start Selected extract
And Agripas continued to speak many more words, which we have not written here. And again Agripas spoke, saying: "It is good for you, my friends, it is good for you as long as a ship stands in the harbor to protect your lives from the storm, for, when the ship enters the current of the sea, one cannot be protected against the tempest from the current of the sea or the waves in the current, for there is no haven to rest save tempests and fear of death." And he said: "Set in your heart love of your land and love of your sons and your wives and place in your heart love of your sanctuary and love of your priests and have pity upon them lest you destroy everything through your action, so pay attention to my words for I have spoken in your ears the salvation of your souls: the peace which I have chosen for myself with the Romans I have told you. If you listen and make peace, I am together with you, but if you choose war, you are alone by yourselves; if for peace you and I are together but if for war, without me."
end Selected extract
start Extracted entries
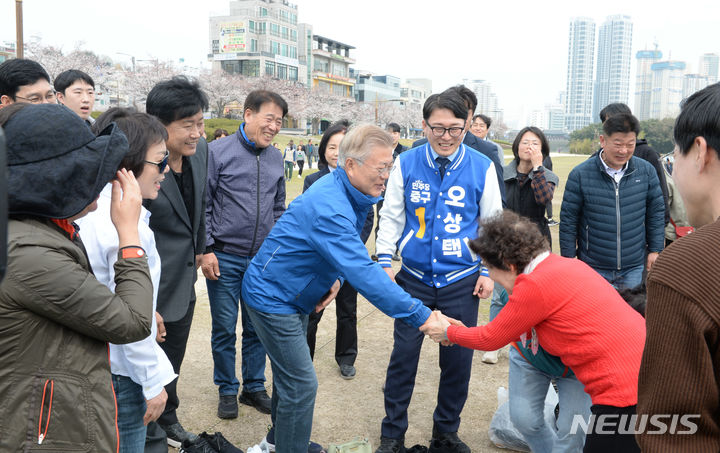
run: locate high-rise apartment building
[698,53,720,84]
[592,15,633,122]
[565,17,595,131]
[682,74,710,99]
[209,0,308,83]
[650,61,686,119]
[633,49,662,121]
[463,79,503,121]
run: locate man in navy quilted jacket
[560,113,665,288]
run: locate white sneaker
[483,351,498,365]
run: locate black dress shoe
[238,389,272,414]
[218,395,237,419]
[158,422,198,448]
[375,437,405,453]
[340,363,355,380]
[428,429,470,453]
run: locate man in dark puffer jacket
[560,113,665,288]
[592,102,670,226]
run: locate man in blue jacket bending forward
[242,125,431,452]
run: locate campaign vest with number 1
[398,144,494,287]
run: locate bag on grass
[328,437,373,453]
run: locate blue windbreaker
[242,168,430,327]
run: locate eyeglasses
[145,150,170,174]
[15,91,57,104]
[430,126,465,138]
[355,159,392,176]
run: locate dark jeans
[158,300,195,425]
[381,270,479,439]
[247,306,318,453]
[583,404,640,453]
[307,282,357,365]
[205,251,265,395]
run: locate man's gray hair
[338,124,393,168]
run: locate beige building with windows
[312,35,355,98]
[208,0,308,84]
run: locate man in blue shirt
[242,125,435,452]
[377,89,502,453]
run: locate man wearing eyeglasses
[0,58,57,108]
[377,89,502,453]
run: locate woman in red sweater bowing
[425,210,645,453]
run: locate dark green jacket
[0,219,154,453]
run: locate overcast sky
[0,0,720,126]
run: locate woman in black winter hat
[0,104,153,451]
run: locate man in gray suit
[145,76,208,451]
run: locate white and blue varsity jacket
[376,143,502,288]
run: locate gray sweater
[205,124,285,256]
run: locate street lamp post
[15,0,25,58]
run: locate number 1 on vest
[415,207,425,239]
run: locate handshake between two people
[420,310,465,346]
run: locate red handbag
[670,217,695,238]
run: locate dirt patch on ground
[177,264,508,452]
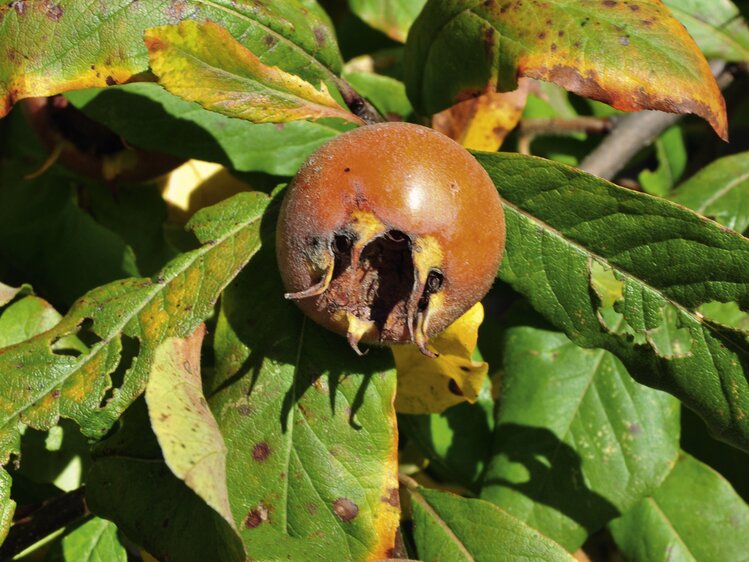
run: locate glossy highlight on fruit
[276,123,505,356]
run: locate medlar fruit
[276,123,505,356]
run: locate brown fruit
[276,123,505,355]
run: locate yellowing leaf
[145,20,363,124]
[432,80,528,152]
[161,160,250,224]
[404,0,728,139]
[146,324,234,527]
[392,303,489,414]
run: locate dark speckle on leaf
[10,0,26,16]
[333,498,359,523]
[252,443,270,462]
[47,4,63,21]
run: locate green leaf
[0,282,32,307]
[145,20,364,125]
[146,325,234,526]
[638,127,687,197]
[663,0,749,62]
[67,83,351,176]
[0,468,16,544]
[206,208,399,560]
[476,153,749,450]
[0,295,62,348]
[410,487,574,562]
[86,179,177,275]
[671,152,749,232]
[611,455,749,562]
[405,0,727,139]
[349,0,426,43]
[681,408,749,502]
[0,112,139,307]
[86,400,246,562]
[0,0,342,116]
[45,517,127,562]
[481,306,679,552]
[0,193,268,459]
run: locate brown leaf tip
[333,498,359,523]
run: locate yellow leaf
[144,20,363,125]
[432,79,528,152]
[392,303,489,414]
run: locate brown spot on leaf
[244,503,268,529]
[447,379,465,396]
[484,27,497,59]
[10,0,26,16]
[333,498,359,523]
[47,4,63,21]
[381,488,400,507]
[252,443,270,462]
[313,25,325,47]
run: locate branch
[335,77,385,125]
[0,487,90,561]
[580,61,733,180]
[518,117,616,154]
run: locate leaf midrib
[502,197,749,357]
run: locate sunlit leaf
[86,399,246,562]
[349,0,426,43]
[146,325,234,525]
[481,307,680,551]
[145,20,363,124]
[409,487,574,562]
[406,0,727,139]
[45,517,127,562]
[672,152,749,232]
[206,203,399,560]
[663,0,749,62]
[0,0,342,116]
[476,153,749,450]
[67,83,352,176]
[432,80,529,152]
[0,193,268,459]
[392,303,489,414]
[611,455,749,562]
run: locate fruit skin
[276,123,505,353]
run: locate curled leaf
[392,303,489,414]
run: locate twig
[335,77,385,125]
[0,487,90,561]
[580,61,733,180]
[518,117,616,154]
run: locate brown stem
[0,487,90,561]
[335,77,386,125]
[518,117,616,154]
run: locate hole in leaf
[99,334,140,408]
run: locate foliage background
[0,0,749,561]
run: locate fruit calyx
[284,210,445,357]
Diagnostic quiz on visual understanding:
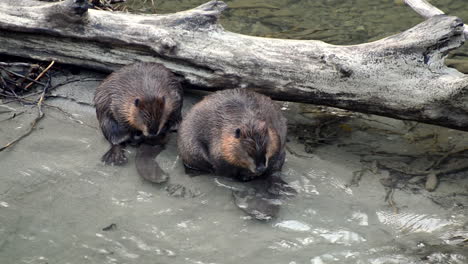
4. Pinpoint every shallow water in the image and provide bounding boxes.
[123,0,468,70]
[0,0,468,264]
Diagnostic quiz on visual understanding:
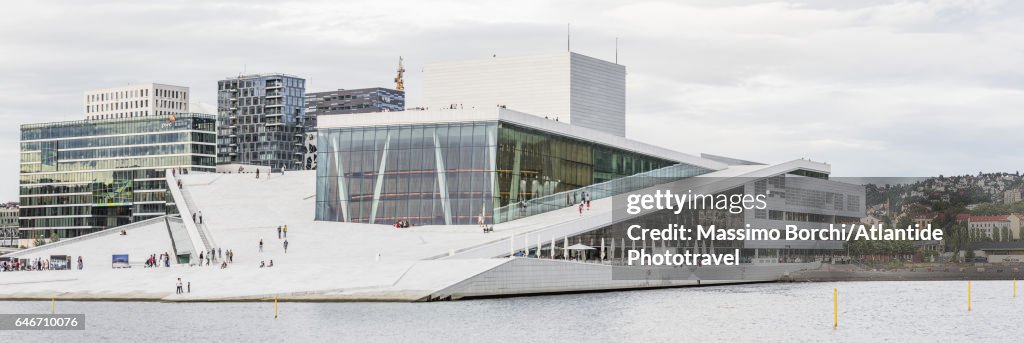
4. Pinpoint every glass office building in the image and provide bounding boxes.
[316,120,708,225]
[18,114,216,239]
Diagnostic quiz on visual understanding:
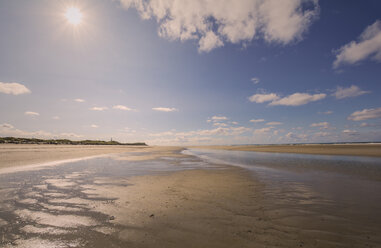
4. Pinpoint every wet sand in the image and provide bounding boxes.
[0,147,381,248]
[0,144,179,169]
[192,144,381,157]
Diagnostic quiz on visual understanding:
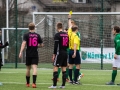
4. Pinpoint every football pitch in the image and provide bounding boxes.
[0,68,120,90]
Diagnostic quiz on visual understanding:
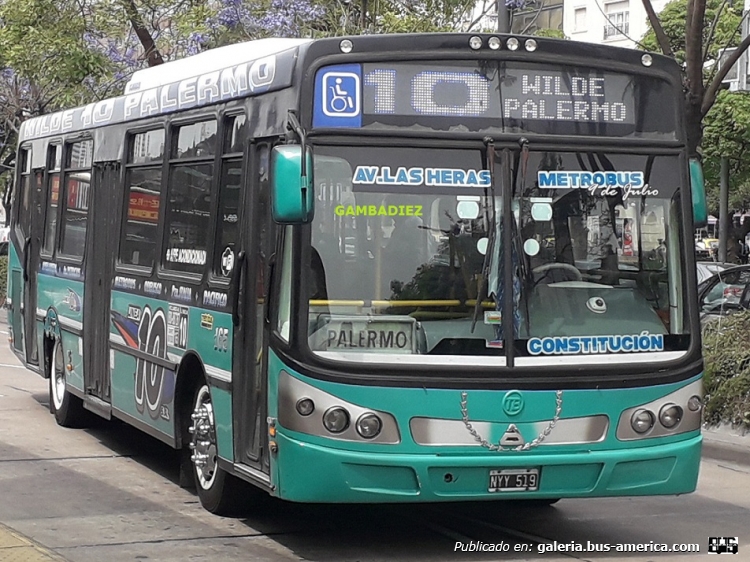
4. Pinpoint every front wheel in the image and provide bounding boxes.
[47,339,88,427]
[189,384,253,515]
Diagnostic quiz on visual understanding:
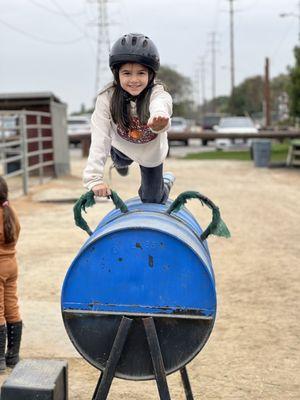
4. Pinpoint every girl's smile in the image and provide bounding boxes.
[119,63,149,96]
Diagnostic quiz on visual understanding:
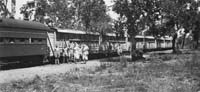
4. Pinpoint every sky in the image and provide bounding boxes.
[104,0,119,20]
[16,0,119,20]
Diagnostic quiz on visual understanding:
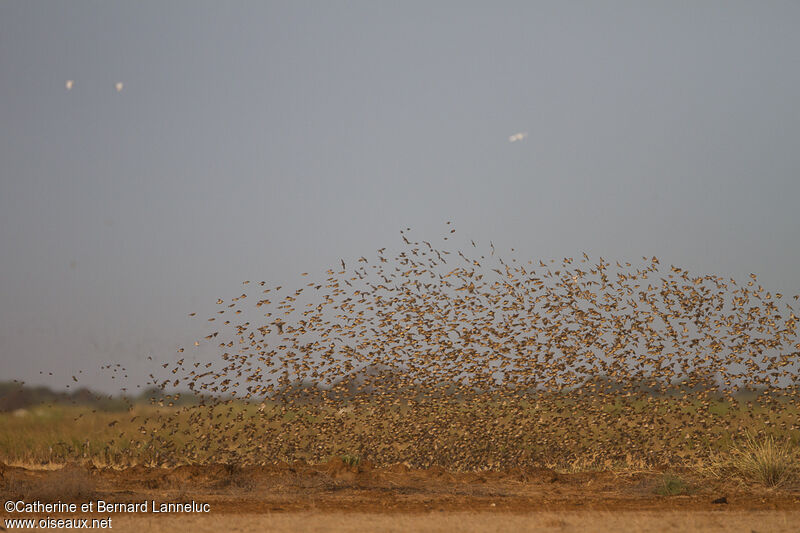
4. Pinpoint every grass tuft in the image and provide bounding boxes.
[711,433,797,487]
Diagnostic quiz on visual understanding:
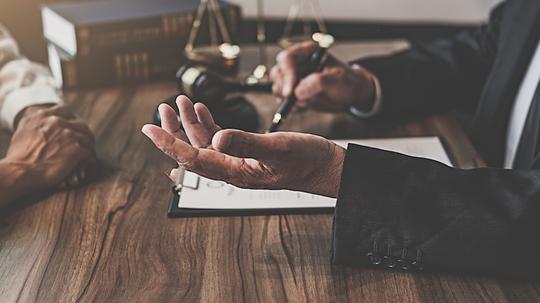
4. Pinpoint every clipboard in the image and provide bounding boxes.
[167,169,334,218]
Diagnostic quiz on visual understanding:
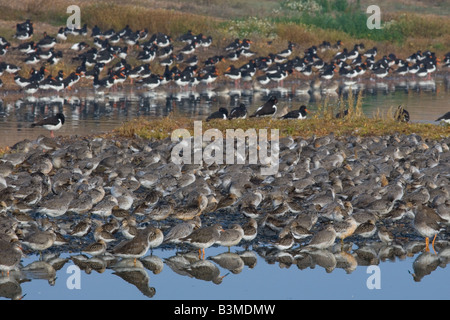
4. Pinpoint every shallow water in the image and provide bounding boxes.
[5,242,450,300]
[0,77,450,147]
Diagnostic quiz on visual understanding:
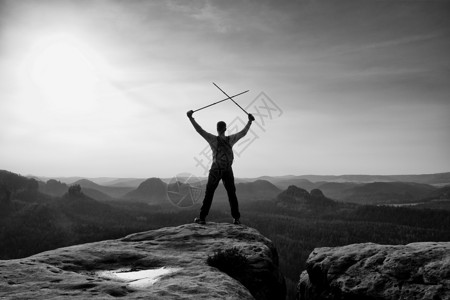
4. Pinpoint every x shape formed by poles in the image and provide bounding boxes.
[194,82,249,115]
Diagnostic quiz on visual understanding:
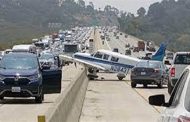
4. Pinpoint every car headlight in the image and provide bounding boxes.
[29,74,41,82]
end Extracted entries
- [Exercise 1] In the dataset rows, begin at the line that contains "run: locate brown leaf tip" and stop after the line that contains "[0,0,468,264]". Write those lines out again, requests included, adding 115 to every bounding box coordinate in the answers and leaving out the pictures.
- [Exercise 2] Finish out the next part of the passage about Agripas urging his listeners toward peace with the Romans.

- [Exercise answer 1]
run: locate brown leaf tip
[448,613,474,638]
run: locate yellow leaf
[259,135,478,240]
[547,194,643,267]
[507,418,604,529]
run: locate brown spot on leaf
[359,618,383,644]
[562,494,580,511]
[599,142,612,174]
[125,115,141,131]
[448,613,474,638]
[162,119,178,136]
[496,603,515,622]
[367,558,385,577]
[428,140,440,162]
run: locate branch
[450,192,500,240]
[115,602,205,676]
[695,176,848,295]
[633,232,731,269]
run: locate leaf midrib
[617,312,864,472]
run: locate sunlit leaf
[201,514,361,677]
[464,115,541,158]
[261,440,349,640]
[596,422,795,666]
[260,135,478,239]
[524,602,689,677]
[521,115,842,254]
[160,632,242,677]
[787,267,864,347]
[321,318,514,675]
[778,115,864,177]
[115,115,457,231]
[591,268,864,565]
[182,198,467,291]
[547,195,644,267]
[115,308,383,574]
[507,418,604,529]
[726,570,864,677]
run: locate fruit skin
[391,238,620,468]
run: locate curled leaf
[507,418,604,529]
run: locate twig
[450,192,500,240]
[115,602,205,676]
[695,176,848,295]
[633,232,731,269]
run: locate brown stem
[115,602,205,676]
[450,192,501,240]
[633,232,731,269]
run: locate hole in leaf
[214,449,255,523]
run: locate foliage background
[115,115,864,676]
run: locate fruit calyx
[399,325,560,472]
Diagnostic quiz on visual understanding:
4. Pinpoint every shallow water in the image and provide bounding boxes.
[238,115,583,185]
[115,115,583,379]

- [Exercise answer 2]
The Yosippon has long been acknowledged to be a development or related to the Latin text of Pseudo-Hegesippus (4th century) which renders the same material as follows:
It is well, dearest ones, it is well, while the ship is still in port, to foresee the future storm, and that anyone not throw himself into threatening dangers, lest, when you have proceeded into the deep, already your are not able to avoid the shipwreck. And frequently certainly a sudden storm arises, and war follows, even though it is not inflicted; but it is better to attack an enemy that to ward him off. Not provoked he spares more, and necessity excuses insolence, when truly anyone plunges himself into abrupt danger, he is burdened with disgrace. He is not an enemy whom you are able to avoid by flight. Wherever you will go, danger follows, indeed you will surely find it. For all are friends of the Romans, and whoever is outside the friendship of the Romans is an enemy of everyone. May love of your country move you. If consideration of your hostages, of your wives does not call you back, let contemplation of the most sacred temple recall you, spare at least our religion, spare the consecrated priests, whom the Romans will not spare nor the temple itself, who regret that they spared them, inasmuch as for a long time all the nations wish to destroy our religion, Pompeius however spared it although he could have destroyed it. I have omitted nothing, I have warned of everything which pertains to our safety. I recommend to you what I choose for myself, you consider closely what is advantageous for yourselves. I wish for there to be peace with the Romans for you and me. If you reject it, you yourselves take away my association. Either there will be common good fortune, or peril without me."
In either case we have a reference to the same historical context - Mark is addressing the Jews and warning them that if they do not heed his words 'his association' with them will be 'cut off.' The narrative then ends with the narrator telling us that "saying this he wept, Beronice his sister also, for she herself was in the heights of Xystus."

Note that Agrippa clearly declares in this speech that if he is rejected by the Jews he will in effect by 'cut off' from them. 'Cut off' in the original Hebrew of Daniel is yikkaret.

ואינו He is not there.
ואין לו He disappears, he has disappeared.

Daniel has the second expression, not the first. The point is that what is represented here is the exact English equivalent of the Hebrew. I put both down for comparison.

The first expression is used of Enoch. “He walked with the angels (ha-Elohim). And he was not (he was not there any more); for God (Elohim) took him (had taken him)”. In Biblical Hebrew ואיננו (ve-enénnu) is the equivalent of ואינו (ve-enó).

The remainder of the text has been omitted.